What to do » Find every line in the data that contains the word "blue" and copy each one. Treat uppercase and lowercase as different.
### Dataset extract
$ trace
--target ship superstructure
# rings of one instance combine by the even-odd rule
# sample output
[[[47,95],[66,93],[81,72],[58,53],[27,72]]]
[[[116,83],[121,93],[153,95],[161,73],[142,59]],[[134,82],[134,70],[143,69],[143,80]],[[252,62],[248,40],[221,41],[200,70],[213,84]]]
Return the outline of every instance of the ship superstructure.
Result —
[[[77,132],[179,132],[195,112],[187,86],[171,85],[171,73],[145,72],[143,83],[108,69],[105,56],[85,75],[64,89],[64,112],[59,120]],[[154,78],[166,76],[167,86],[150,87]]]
######
### Dataset extract
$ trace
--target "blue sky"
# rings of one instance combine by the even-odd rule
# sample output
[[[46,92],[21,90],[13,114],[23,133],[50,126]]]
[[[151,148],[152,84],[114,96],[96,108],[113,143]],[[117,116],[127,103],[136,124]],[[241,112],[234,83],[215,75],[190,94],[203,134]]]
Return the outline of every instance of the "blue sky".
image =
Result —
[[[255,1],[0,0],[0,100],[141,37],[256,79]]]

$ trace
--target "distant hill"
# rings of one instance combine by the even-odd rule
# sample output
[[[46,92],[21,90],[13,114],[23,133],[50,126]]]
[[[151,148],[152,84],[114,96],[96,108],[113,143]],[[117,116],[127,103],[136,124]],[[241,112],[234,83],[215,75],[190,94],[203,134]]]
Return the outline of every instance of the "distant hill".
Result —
######
### Dataset extract
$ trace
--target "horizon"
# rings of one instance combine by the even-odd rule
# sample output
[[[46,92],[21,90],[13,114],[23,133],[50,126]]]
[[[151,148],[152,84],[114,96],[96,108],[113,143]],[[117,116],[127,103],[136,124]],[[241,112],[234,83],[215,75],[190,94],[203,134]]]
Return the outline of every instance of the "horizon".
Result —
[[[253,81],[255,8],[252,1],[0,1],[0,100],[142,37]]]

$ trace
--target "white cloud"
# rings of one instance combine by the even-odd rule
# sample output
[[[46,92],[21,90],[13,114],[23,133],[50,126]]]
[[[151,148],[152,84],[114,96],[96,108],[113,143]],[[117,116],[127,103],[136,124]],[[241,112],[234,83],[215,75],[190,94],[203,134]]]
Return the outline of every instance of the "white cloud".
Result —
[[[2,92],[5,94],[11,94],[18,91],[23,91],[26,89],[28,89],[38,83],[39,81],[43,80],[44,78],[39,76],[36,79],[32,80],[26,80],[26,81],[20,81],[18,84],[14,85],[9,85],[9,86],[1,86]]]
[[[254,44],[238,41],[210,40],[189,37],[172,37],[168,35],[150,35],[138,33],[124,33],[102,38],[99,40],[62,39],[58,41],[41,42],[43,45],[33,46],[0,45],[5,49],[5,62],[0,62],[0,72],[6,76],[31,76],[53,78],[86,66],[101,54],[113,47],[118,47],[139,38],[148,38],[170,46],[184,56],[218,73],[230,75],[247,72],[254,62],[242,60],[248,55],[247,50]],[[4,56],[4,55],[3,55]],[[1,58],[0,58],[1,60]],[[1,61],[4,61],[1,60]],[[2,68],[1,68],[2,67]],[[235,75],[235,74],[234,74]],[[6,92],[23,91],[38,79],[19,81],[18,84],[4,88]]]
######
Result of this exercise »
--target "blue sky"
Return the outline of every instance of the "blue sky".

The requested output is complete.